**Yapılacaklar:**
A. Verilen metne göre aşağıdaki soruları yanıtlayın.
(i) Woolf'un denemelerinde görüşlerini aktardığı yazarlar hangi addan hangi ada uzanıyor?
(ii) Woolf seçkisini Türkçeye kim çevirmiş?
(iii) Jonah Lehrer, kitabında sanatçıları kaç isim üzerinden anlatıyor?
B. Verilen metinde "Dünya edebiyatının seçkin" ifadesiyle başlayıp "kaleme almış Woolf." ifadesine kadar devam eden kısmı hiçbir değişiklik yapmadan yazın.

**Verilen metin:**
Virginia Woolf – Yazınsal Ustalık (2024)

Dünya edebiyatının seçkin yazarlarından Virginia Woolf, roman ve öykülerinin yanında yazdığı edebiyat eleştirileri, denemeler ve anı yazılarıyla da okurlarının dikkatini her zaman çekti.

Çekmeye de devam ediyor.

Woolf, bu seçkideki yazılarında, geçtiğimiz yüzyılın başında bir kadın olarak yazarlık yapmaya çalışmanın zorluklarına değiniyor; kendi edebi hazzına, çağdaşı yazarların eserleri ve kişilikleri üzerine düşüncelerine ışık tutuyor.

Yetenekli bir kalem, aydın bir zihin ve çok yönlü bir entelektüel olarak entelektüel kimliğinin savunmasını yapmış; Henry James’ten E. M. Forster’a bir dizi önemli yazara ilişkin görüşleri ve aktardığı dedikodularla, öğretici, yer yer eğlenceli ama son derece yalın denemeler kaleme almış Woolf.

Edebi zevki, yazma özgürlüğünü ve dönemin en büyük entelektüel sorunlarından biri olan temsilde cinsiyet eşitsizliğini konu edinen denemeleri, bugün bile tazeliğini, geçerliliğini koruyor…

  • Künye: Virginia Woolf – Yazınsal Ustalık: Yazmak, Yazma Özgürlüğü ve Edebi Cinsiyetçilik Üzerine Düşünceler, çeviren: Zuhal İnal Baycılı, Kanon Kitap, deneme, 176 sayfa, 2024

Jonah Lehrer – Proust Bir Sinirbilimciydi (2020)

‘Proust Bir Sinirbilimciydi’, sanatçıların olağanüstü sezgilerine methiye niteliğinde bir eser.

Jonah Lehrer, yeni bir baskıyla yayımlanan çalışmasında, sanat tarihine damga vurmuş sekiz isim üzerinden, sanatçıların bilim alanında kanıtlanmış olguları bilimcilerden önce sezgileriyle öngörmelerini ve bunun sanatçının kendine has yaratıcı gücüyle nasıl ilişkili olduğunu anlatıyor.

**Verilen malzeme:**

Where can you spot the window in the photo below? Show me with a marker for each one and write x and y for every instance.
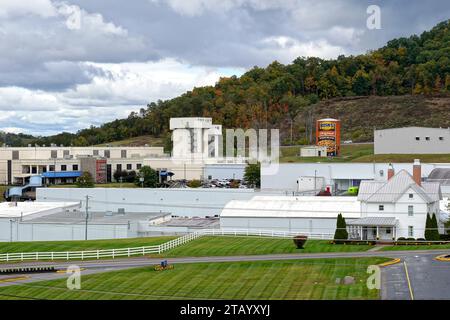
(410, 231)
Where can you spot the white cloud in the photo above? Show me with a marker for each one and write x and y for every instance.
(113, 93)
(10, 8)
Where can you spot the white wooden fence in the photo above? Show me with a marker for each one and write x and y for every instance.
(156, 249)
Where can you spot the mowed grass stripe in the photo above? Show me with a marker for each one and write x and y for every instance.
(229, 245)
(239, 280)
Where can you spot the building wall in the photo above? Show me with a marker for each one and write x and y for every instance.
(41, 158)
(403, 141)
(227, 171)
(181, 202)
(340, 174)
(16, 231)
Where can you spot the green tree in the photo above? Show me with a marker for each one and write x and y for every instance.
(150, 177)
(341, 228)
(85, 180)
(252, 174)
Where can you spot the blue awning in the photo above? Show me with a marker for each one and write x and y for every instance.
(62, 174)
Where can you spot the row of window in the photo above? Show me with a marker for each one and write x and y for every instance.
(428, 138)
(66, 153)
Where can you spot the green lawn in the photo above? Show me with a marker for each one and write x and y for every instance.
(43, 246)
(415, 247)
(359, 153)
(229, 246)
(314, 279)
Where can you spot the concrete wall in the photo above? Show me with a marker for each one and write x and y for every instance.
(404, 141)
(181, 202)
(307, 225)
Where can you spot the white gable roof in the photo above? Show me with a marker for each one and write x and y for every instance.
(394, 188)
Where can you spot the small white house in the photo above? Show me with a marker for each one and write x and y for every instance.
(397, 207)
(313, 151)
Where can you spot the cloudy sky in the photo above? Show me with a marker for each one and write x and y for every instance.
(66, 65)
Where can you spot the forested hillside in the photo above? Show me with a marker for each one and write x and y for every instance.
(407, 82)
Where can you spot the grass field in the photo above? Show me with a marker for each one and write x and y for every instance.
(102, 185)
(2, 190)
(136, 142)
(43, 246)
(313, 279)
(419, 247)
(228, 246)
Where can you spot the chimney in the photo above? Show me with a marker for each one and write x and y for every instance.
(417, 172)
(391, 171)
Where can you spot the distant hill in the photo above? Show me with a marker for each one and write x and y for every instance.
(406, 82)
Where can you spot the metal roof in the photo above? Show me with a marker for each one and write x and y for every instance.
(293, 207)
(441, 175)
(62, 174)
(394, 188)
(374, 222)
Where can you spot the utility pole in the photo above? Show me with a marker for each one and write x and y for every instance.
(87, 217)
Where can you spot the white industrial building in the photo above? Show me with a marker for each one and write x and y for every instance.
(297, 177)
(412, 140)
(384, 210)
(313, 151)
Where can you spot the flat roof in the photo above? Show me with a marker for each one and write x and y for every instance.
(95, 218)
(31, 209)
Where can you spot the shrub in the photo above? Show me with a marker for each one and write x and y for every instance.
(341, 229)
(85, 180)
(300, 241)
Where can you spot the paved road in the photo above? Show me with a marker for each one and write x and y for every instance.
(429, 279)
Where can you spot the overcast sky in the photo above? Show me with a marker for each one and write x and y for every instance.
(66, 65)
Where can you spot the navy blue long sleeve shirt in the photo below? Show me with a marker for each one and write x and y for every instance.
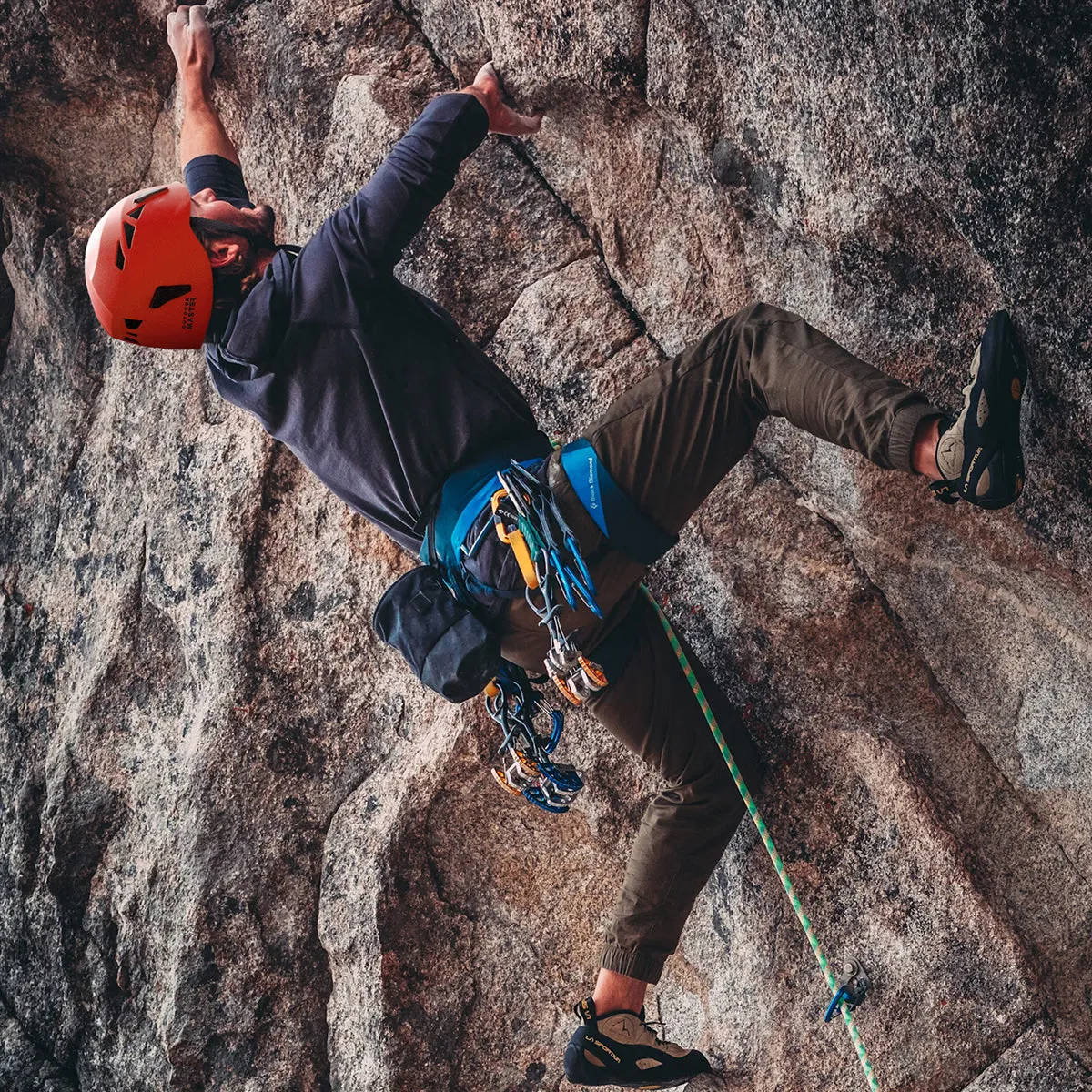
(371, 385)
* * *
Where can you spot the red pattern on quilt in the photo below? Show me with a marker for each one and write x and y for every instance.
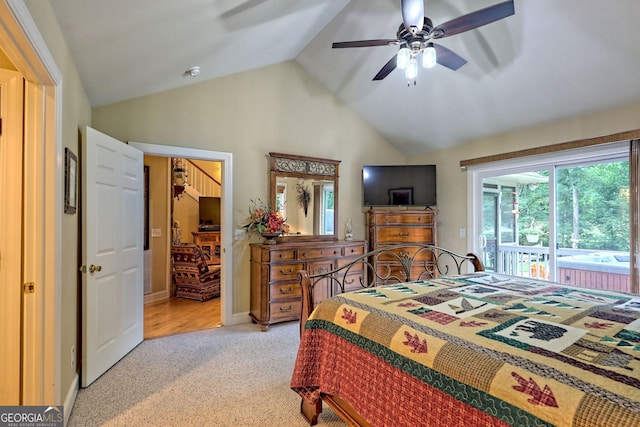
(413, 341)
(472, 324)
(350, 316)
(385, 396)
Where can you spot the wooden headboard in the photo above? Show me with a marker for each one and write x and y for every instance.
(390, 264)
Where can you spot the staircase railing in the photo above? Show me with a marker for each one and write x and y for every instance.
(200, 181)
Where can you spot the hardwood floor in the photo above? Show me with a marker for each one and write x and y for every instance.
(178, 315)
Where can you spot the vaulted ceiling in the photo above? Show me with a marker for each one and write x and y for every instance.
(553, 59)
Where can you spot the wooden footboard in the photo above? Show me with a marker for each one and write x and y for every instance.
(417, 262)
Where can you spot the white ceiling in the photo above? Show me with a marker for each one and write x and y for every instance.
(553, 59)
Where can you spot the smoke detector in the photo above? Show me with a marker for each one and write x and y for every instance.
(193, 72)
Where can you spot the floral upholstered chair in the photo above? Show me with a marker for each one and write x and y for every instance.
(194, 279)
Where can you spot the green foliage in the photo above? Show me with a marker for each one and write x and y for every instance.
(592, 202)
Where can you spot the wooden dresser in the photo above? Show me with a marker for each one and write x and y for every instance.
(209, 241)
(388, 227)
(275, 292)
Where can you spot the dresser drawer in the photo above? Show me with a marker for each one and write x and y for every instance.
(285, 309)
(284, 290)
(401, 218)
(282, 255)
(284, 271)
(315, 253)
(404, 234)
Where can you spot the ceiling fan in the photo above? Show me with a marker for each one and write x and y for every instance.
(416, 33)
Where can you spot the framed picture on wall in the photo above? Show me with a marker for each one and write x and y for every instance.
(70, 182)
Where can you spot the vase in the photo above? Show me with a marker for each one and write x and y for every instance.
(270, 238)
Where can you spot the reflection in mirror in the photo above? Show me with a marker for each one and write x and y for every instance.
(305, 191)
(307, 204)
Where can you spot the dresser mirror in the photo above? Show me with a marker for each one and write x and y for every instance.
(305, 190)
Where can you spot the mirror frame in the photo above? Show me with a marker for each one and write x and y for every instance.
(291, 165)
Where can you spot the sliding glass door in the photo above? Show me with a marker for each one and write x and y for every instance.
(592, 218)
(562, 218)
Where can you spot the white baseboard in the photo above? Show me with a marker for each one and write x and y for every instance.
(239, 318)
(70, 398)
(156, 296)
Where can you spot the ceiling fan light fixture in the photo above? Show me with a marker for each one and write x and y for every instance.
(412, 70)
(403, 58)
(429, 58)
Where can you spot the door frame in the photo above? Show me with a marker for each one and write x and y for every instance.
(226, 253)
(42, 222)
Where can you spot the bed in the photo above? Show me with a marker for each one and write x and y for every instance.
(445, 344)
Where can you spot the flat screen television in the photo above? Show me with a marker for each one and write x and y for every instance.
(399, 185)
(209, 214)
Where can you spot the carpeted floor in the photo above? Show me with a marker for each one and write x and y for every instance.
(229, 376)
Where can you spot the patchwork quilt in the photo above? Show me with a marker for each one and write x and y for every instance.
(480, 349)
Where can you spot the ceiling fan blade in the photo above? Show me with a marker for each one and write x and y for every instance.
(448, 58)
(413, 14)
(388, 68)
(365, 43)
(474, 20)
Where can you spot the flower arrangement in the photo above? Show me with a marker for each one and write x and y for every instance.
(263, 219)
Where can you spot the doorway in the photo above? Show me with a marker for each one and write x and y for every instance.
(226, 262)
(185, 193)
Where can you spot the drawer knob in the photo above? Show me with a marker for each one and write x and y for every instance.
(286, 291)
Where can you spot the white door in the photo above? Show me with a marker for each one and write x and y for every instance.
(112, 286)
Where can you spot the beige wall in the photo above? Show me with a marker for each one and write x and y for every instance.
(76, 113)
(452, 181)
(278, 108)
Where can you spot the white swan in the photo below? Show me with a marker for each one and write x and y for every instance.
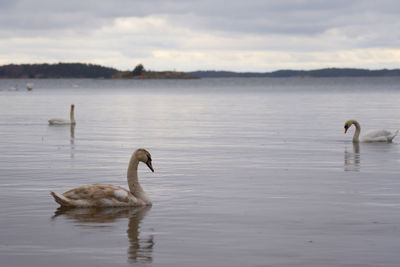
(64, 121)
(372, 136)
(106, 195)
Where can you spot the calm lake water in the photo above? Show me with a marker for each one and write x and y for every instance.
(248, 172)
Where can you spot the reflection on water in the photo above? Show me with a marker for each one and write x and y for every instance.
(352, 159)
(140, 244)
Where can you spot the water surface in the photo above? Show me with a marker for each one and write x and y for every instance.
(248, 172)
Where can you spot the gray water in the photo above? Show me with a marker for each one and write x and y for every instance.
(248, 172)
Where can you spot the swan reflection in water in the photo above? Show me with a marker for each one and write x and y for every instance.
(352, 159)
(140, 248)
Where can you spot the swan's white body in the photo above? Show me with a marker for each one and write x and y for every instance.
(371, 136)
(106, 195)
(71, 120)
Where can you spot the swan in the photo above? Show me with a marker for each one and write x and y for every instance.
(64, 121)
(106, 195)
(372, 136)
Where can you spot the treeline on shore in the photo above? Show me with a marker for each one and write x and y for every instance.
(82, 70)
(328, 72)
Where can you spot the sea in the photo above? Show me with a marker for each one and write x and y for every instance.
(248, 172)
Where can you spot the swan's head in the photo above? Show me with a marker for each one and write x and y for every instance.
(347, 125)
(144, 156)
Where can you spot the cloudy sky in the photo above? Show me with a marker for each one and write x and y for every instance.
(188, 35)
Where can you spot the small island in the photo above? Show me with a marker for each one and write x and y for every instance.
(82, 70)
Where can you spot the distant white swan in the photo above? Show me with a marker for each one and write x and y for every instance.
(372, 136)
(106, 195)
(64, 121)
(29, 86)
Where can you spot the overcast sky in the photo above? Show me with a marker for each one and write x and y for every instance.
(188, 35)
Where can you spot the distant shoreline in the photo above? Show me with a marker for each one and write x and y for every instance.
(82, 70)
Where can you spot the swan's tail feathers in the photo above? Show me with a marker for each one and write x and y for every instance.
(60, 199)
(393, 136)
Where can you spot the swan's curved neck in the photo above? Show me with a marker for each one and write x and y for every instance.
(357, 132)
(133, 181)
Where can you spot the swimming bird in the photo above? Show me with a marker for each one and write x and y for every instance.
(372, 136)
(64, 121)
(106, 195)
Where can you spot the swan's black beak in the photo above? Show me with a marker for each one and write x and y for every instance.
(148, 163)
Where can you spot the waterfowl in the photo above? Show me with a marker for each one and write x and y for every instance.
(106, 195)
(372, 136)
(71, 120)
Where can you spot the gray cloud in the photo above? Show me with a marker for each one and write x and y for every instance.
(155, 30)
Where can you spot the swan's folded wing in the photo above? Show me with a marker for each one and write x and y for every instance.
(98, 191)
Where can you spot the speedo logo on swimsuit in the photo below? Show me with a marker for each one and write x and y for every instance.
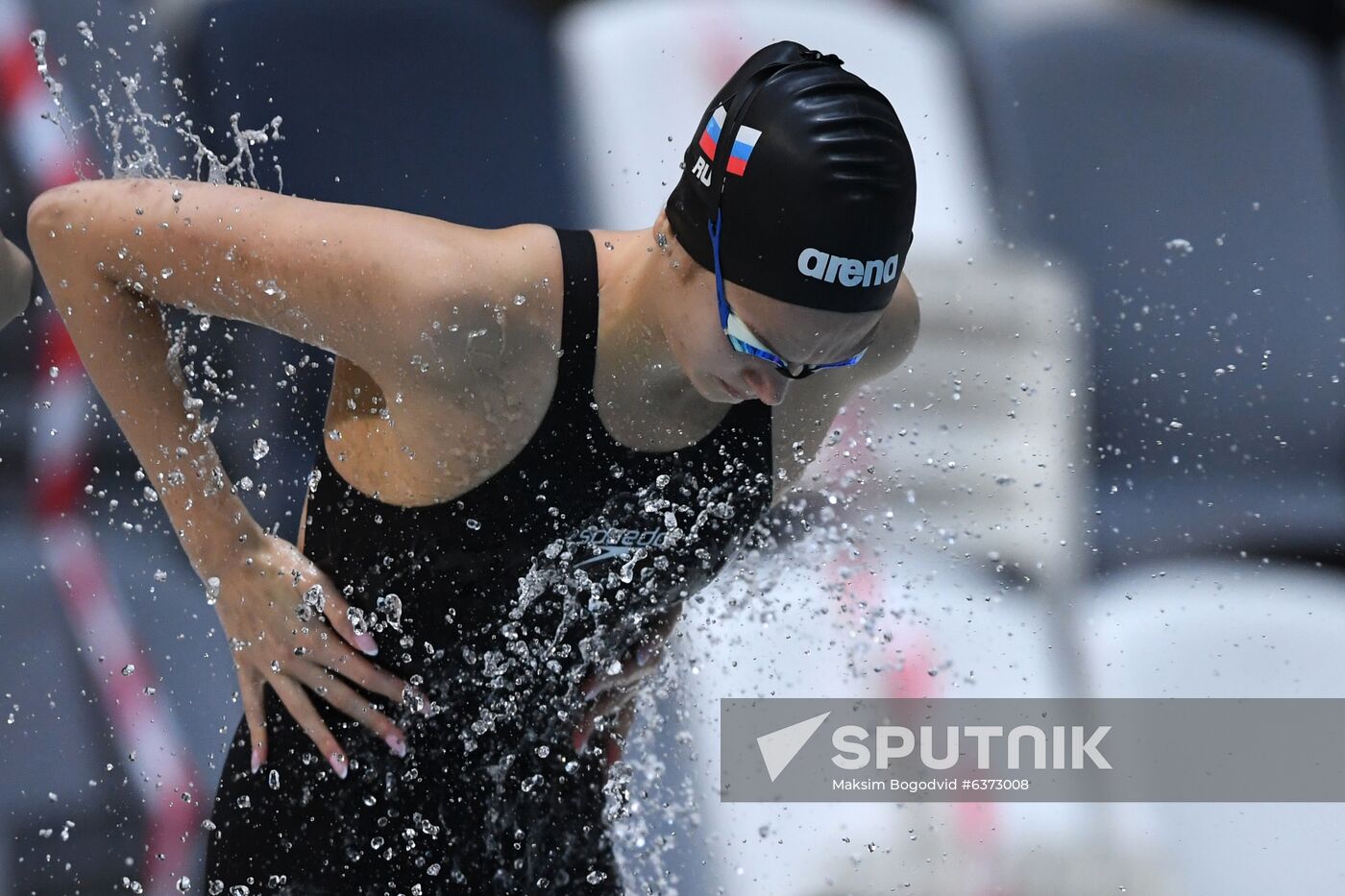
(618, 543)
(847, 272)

**Alıştırma yanıtları:**
A.
(i) Henry James'ten E. M. Forster'a
(ii) Zuhal İnal Baycılı
(iii) Sekiz

B.
Dünya edebiyatının seçkin yazarlarından Virginia Woolf, roman ve öykülerinin yanında yazdığı edebiyat eleştirileri, denemeler ve anı yazılarıyla da okurlarının dikkatini her zaman çekti.

Çekmeye de devam ediyor.

Woolf, bu seçkideki yazılarında, geçtiğimiz yüzyılın başında bir kadın olarak yazarlık yapmaya çalışmanın zorluklarına değiniyor; kendi edebi hazzına, çağdaşı yazarların eserleri ve kişilikleri üzerine düşüncelerine ışık tutuyor.

Yetenekli bir kalem, aydın bir zihin ve çok yönlü bir entelektüel olarak entelektüel kimliğinin savunmasını yapmış; Henry James’ten E. M. Forster’a bir dizi önemli yazara ilişkin görüşleri ve aktardığı dedikodularla, öğretici, yer yer eğlenceli ama son derece yalın denemeler kaleme almış Woolf.